__GOAL OF THE EXERCISE__
Please return all the entries below word for word, omitting the pictures.

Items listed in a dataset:

-=-=-=-=-

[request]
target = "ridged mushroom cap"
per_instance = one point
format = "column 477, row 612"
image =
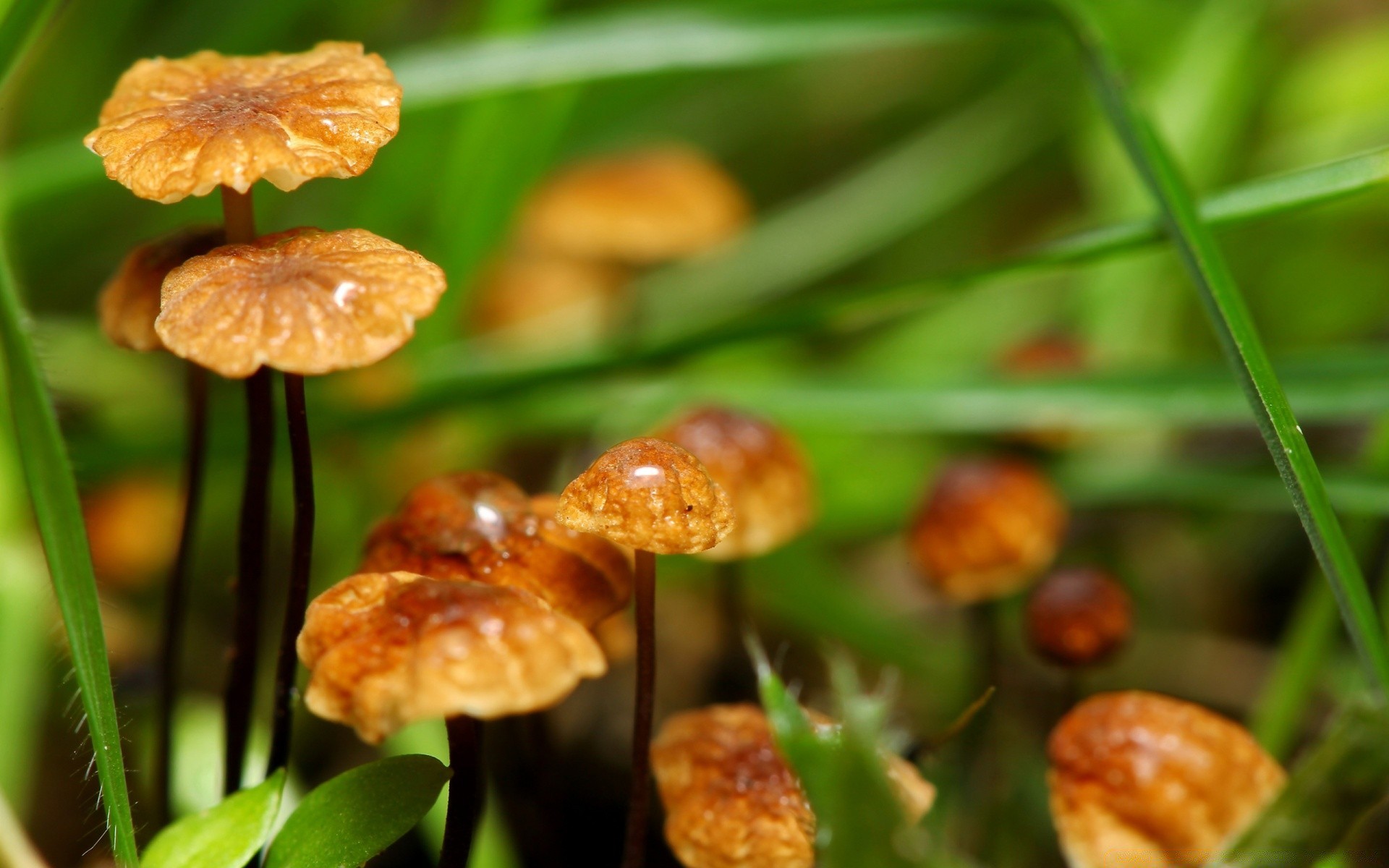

-=-=-=-=-

__REPLY TO THE EXERCISE__
[request]
target = "ridged mushroom cap"
per_instance = one point
format = "column 477, row 612"
image =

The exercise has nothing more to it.